● Tarea asignada 1
Determine cuántas líneas de los registros contienen la cadena "debris", teniendo en cuenta mayúsculas y minúsculas. Indique únicamente el número.

**** Pasaje del texto ****

El rostro virtual del etnocentrismo 

Los estudiosos de la era digital han elevado a rango de verdad una mentira: la de que internet echa por tierra las barreras espacio-temporales a las que el ser humano había estado sometido hasta antes de la revolución cibertecnológica.

Tweet. Internet comprime tiempo y espacio. Esa falsedad es etnocéntrica cuando occidente niega que los amerindios sí los comprimen. 

Resumen: Los estudiosos de la era digital han elevado a rango de verdad una mentira: la de que internet echa por tierra las barreras espacio-temporales a las que el ser humano había estado sometido hasta antes de la revolución cibertecnológica. Como otros discursos etnocéntricos, este relato evolucionista otorga al occidente digitalizado el nivel más alto del progreso civilizatorio, con la implicación de relegar a los pueblos indios y a otros predigitales al puesto más bajo del continuo que va del salvajismo (prehumano) a la civilización realizada, plenamente humana. En el colmo del etnocentrismo, occidente niega todo estatuto de realidad a las prácticas amerindias de verdadera compresión espacio-temporal, relegándolas a simulacros simbólicos, para apropiarse mentirosamente tal compresión de espacio y tiempo por vía del discurso que pretende hacer del internet el último escalón evolutivo: el que lleva a la ubicuidad y la anulación del tiempo. 

A la muerte del Dios judeocristiano, el tiempo y el espacio le han seguido, claman los panegiristas del nuevo Dios: el demiurgo científico encarnado en la tecnología. La distancia se ha reducido al mínimo, el tiempo ha sido contraído a su más corta expresión: internet los ha hecho tender a cero, anuncian los fieles de la nueva religión universal. En el pasado primitivo, lapso y distancia eran vecinos próximos e invariables, pero gracias al orden y progreso tecnocientífico de occidente, la brecha espaciotemporal entre los individuos desaparece, señala uno de sus artículos de fe. La omnipresencia de Dios ha sido sustituida por clones o avatares virtuales que, libres de un pecado original demasiado orgánico, prometen el milagro de una ubicuidad aséptica e inorgánica. Si durante la era colonial, entre los siglos xvi y xx, Europa extendió sus tentáculos llevando la palabra de Dios para iluminar la cortedad racional y espiritual de los salvajes, los albores del siglo xxi traen consigo la consigna civilizatoria de extender la aldea global hasta los más oscuros rincones del imperio (el tercer mundo rural), al grado de convertir el acceso a las tecnologías de la información y la comunicación (tic) en el nuevo derecho humano y la última generación de la democracia: el e-gobierno. El objetivo piadoso es, ahora, abatir la pobreza y la marginación propia de bárbaros, analfabetas y predigitales. Sin conexión no hay socialización, afirma el nuevo credo, de lo que se concluye que la única socialización deseable es la virtual, la que elimina las limitaciones impuestas por el tiempo y el espacio.

****

● Tarea asignada 2
En el texto sobre el etnocentrismo en la era digital, ¿qué se convierte en el nuevo derecho humano según la consigna civilizatoria de los albores del siglo xxi?

**** Datos ****

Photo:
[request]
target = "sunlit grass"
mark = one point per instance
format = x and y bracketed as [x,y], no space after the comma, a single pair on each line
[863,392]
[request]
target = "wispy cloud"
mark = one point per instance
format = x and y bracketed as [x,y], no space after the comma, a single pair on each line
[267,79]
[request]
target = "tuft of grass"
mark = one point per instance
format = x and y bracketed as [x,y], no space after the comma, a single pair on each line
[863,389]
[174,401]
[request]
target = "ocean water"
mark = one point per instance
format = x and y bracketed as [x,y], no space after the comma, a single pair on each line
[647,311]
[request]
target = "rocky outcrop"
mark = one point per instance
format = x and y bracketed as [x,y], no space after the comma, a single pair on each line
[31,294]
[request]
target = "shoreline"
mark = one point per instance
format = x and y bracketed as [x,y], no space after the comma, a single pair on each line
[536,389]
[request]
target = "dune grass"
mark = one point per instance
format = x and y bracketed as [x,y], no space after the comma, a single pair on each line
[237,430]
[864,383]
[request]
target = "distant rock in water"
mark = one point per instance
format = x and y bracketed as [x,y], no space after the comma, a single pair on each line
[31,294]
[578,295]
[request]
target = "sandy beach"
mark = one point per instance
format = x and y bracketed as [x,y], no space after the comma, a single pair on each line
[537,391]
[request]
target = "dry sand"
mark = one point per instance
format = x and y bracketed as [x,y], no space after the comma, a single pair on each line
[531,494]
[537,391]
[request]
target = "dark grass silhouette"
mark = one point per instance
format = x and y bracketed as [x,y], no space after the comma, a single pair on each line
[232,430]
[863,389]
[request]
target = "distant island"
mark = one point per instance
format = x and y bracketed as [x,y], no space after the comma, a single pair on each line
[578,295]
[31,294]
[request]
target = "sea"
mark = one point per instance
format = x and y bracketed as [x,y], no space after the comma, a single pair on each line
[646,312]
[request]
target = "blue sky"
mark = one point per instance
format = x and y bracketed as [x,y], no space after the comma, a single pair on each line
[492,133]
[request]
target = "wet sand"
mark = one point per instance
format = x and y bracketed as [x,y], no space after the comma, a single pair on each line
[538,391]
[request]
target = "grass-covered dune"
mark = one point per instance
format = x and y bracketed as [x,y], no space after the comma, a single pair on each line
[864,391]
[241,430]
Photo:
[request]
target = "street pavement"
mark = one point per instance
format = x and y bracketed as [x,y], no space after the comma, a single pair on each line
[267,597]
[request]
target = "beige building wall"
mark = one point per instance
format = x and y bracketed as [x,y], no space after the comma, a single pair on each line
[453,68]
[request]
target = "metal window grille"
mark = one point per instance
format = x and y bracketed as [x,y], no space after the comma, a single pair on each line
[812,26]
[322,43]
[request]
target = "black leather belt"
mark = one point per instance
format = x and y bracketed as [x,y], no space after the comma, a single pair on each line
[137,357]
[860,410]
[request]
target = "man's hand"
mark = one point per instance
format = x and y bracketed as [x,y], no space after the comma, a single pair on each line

****
**** Datos ****

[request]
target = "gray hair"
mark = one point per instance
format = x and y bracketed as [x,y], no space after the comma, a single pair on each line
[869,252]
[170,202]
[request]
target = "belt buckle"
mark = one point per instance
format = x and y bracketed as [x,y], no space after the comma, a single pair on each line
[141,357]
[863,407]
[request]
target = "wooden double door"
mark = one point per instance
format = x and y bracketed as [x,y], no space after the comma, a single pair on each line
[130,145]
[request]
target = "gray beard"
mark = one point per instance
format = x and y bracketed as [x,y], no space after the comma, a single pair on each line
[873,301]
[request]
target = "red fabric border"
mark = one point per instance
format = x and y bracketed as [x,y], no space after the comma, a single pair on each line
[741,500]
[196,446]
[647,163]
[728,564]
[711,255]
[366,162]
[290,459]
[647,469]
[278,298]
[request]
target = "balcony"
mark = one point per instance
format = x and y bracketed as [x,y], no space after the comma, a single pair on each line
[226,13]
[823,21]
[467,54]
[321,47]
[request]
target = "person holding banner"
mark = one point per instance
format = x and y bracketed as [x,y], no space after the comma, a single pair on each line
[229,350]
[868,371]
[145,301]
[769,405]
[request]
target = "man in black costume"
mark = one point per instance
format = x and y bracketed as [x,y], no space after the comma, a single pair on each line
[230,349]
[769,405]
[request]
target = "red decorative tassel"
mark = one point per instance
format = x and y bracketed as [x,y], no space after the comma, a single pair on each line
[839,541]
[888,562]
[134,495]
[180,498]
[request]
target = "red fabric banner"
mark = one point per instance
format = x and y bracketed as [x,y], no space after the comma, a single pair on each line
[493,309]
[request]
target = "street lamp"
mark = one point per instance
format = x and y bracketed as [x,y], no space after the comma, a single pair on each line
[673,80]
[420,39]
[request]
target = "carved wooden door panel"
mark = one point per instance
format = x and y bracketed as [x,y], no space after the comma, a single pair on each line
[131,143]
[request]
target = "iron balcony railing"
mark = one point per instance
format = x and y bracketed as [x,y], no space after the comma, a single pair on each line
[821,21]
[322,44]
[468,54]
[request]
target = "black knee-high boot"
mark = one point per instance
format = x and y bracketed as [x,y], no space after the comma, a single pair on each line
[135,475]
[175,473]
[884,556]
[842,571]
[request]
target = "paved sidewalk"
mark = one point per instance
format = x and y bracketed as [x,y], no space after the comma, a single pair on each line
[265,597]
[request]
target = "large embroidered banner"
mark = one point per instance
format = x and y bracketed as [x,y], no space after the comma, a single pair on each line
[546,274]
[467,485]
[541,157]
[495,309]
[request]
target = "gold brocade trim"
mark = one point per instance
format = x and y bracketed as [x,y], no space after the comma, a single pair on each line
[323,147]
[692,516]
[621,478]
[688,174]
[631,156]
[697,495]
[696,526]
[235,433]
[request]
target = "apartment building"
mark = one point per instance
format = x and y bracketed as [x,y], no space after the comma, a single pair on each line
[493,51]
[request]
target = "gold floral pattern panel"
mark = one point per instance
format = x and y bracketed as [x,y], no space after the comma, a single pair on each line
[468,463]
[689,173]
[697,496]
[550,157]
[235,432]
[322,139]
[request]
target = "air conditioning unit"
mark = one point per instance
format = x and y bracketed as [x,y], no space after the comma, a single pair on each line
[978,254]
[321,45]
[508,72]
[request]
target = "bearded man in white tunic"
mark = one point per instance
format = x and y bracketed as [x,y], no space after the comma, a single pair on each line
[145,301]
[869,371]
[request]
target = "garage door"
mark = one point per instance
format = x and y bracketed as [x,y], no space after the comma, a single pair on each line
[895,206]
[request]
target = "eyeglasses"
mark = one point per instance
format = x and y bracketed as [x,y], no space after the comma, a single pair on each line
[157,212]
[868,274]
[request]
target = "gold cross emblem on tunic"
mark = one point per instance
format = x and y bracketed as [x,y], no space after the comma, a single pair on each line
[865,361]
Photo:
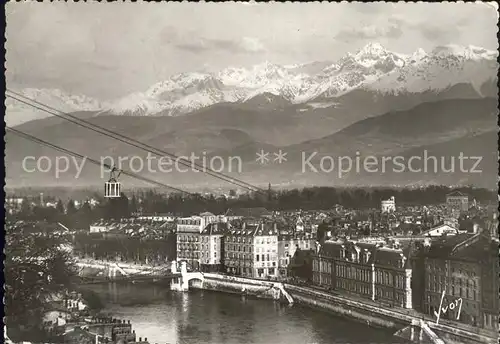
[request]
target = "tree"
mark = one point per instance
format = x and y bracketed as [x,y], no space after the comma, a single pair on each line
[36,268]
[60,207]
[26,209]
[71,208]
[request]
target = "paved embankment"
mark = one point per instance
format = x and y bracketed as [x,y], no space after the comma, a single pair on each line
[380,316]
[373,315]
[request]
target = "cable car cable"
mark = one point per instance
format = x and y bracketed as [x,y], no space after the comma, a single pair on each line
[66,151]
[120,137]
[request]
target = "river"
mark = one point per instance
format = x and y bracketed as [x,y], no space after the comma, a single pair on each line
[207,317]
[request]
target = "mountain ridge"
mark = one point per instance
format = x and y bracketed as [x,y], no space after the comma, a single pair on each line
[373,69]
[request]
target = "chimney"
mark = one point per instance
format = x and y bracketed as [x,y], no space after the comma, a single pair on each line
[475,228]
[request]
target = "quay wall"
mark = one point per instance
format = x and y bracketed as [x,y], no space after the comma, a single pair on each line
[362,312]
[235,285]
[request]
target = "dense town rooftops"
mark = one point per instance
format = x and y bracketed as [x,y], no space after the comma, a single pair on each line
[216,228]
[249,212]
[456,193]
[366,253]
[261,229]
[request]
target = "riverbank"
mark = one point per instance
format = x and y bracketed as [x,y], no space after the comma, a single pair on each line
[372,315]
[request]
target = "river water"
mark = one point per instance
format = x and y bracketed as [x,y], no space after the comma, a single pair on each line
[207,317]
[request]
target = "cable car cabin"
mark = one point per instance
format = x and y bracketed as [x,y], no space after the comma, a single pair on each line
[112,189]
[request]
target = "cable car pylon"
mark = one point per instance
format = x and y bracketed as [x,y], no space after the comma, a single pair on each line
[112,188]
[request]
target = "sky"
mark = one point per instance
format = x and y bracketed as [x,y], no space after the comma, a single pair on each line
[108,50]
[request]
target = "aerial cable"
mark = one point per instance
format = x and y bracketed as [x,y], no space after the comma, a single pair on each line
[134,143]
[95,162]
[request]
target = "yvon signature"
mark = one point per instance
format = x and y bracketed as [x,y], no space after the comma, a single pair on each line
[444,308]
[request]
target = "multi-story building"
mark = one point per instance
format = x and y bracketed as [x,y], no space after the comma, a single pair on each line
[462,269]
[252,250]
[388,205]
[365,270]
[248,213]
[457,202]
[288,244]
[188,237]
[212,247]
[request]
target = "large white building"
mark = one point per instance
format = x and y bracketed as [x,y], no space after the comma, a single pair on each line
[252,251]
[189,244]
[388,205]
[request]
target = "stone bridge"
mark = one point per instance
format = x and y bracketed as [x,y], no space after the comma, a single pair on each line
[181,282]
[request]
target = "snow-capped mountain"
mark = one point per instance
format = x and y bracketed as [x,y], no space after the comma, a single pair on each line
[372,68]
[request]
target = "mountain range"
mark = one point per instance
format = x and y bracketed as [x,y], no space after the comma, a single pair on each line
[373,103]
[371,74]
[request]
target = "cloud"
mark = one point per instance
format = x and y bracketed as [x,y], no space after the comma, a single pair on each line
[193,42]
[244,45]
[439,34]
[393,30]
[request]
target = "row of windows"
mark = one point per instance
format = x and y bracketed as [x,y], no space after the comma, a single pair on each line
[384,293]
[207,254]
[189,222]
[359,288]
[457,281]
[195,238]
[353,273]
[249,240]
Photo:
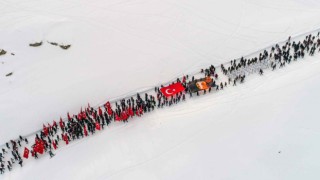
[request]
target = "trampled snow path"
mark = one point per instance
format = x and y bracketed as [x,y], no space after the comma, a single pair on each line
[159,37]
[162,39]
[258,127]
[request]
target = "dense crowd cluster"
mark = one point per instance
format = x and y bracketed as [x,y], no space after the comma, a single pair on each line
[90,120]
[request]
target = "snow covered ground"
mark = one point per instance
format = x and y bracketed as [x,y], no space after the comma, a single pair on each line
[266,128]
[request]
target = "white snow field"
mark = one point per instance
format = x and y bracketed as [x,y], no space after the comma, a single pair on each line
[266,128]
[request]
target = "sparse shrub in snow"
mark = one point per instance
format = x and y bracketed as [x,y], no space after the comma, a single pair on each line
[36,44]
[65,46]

****
**** Datos ****

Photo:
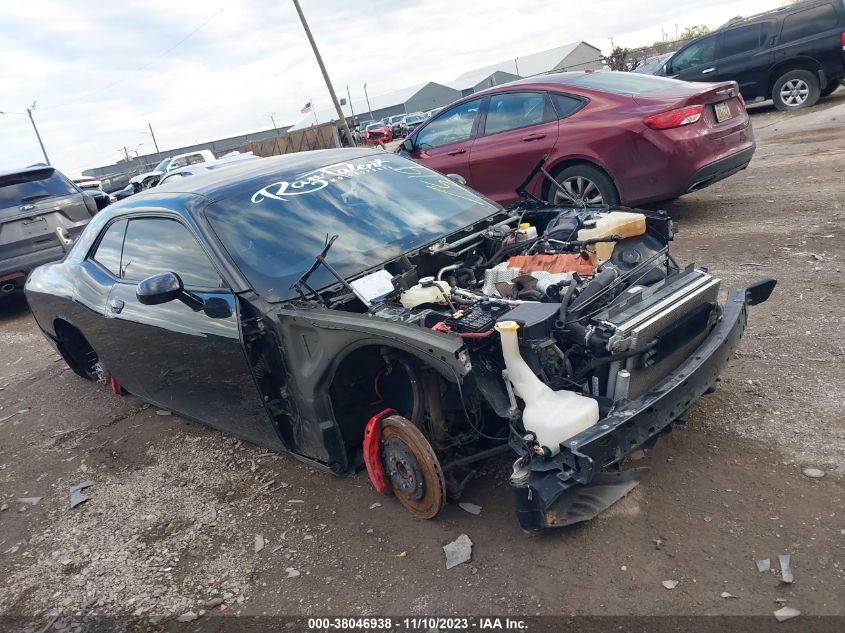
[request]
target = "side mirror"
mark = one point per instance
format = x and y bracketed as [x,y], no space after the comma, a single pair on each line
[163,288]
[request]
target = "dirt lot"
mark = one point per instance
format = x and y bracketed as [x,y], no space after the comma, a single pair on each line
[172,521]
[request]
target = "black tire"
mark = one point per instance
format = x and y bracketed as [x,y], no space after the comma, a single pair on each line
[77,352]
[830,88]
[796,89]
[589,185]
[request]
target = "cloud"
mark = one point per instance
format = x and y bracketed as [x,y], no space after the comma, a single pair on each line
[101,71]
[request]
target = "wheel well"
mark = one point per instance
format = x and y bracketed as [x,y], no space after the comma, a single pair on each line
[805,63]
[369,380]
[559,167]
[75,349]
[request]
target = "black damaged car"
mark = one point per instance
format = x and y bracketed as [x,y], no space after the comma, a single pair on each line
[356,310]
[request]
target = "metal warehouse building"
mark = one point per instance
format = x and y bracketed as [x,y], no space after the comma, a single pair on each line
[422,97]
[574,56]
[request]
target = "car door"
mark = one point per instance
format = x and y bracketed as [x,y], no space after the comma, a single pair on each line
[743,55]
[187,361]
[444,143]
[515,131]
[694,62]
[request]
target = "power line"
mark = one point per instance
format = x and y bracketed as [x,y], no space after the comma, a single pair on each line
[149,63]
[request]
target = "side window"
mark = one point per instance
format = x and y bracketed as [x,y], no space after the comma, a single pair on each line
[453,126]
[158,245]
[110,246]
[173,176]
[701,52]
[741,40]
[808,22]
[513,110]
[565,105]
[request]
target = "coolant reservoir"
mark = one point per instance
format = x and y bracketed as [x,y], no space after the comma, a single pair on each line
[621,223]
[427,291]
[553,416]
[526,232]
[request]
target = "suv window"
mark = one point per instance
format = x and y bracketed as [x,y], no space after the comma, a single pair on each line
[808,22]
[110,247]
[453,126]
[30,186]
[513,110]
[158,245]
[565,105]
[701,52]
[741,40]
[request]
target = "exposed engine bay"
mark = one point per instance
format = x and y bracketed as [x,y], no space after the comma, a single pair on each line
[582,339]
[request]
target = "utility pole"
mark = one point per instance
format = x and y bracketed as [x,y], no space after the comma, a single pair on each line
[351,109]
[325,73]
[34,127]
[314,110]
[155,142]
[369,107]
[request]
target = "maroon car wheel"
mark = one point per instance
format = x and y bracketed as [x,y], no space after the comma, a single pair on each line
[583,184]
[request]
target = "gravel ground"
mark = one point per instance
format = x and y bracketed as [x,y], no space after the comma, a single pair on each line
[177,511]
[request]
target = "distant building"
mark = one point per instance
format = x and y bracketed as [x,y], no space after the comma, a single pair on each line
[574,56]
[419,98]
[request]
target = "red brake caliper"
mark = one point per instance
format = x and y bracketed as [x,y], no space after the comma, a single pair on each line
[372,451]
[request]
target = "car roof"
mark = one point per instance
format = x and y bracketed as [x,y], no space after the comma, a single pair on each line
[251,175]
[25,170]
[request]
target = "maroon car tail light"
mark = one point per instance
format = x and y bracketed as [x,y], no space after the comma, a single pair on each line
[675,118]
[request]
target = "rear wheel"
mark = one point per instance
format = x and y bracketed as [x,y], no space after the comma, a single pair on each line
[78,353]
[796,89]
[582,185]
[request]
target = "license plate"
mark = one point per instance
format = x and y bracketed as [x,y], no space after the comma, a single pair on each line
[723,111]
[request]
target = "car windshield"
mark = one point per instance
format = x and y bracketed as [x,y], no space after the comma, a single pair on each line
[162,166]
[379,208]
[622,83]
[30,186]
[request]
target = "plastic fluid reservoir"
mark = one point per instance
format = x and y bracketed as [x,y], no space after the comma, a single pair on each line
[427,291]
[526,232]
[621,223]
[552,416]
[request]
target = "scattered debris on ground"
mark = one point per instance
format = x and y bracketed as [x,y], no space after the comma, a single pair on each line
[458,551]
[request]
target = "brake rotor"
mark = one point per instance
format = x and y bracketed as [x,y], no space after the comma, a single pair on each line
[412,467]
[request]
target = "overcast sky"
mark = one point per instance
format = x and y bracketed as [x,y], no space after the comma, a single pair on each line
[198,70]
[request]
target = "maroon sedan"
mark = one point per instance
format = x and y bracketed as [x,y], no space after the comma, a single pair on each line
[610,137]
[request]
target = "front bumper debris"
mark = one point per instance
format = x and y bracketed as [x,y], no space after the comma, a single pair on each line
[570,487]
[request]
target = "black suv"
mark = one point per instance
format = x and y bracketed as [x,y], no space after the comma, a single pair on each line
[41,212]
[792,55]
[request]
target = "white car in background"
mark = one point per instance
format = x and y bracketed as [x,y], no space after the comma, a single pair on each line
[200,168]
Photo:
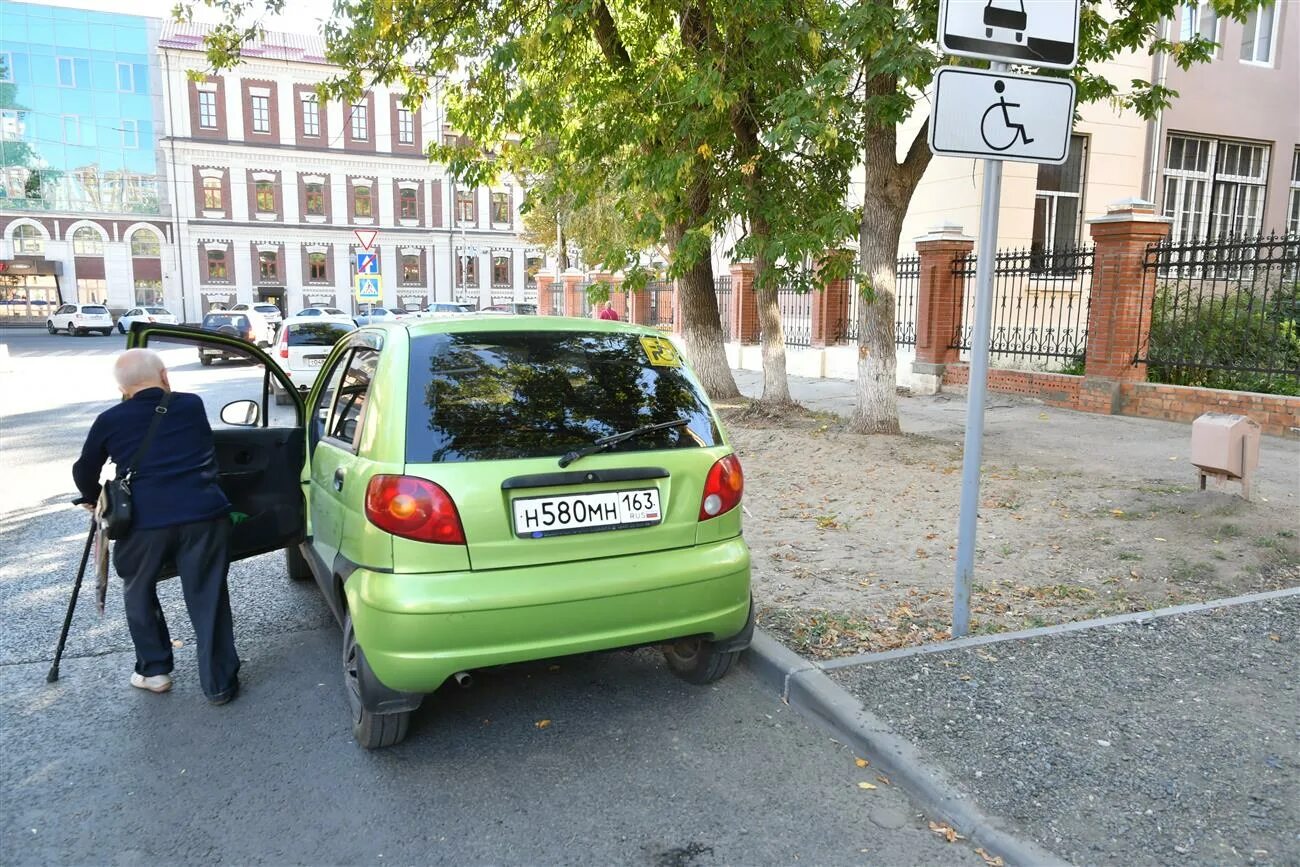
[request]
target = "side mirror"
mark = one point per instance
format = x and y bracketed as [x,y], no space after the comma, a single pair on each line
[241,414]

****

● Resultado obtenido 1
2

● Resultado obtenido 2
El acceso a las tecnologías de la información y la comunicación (tic).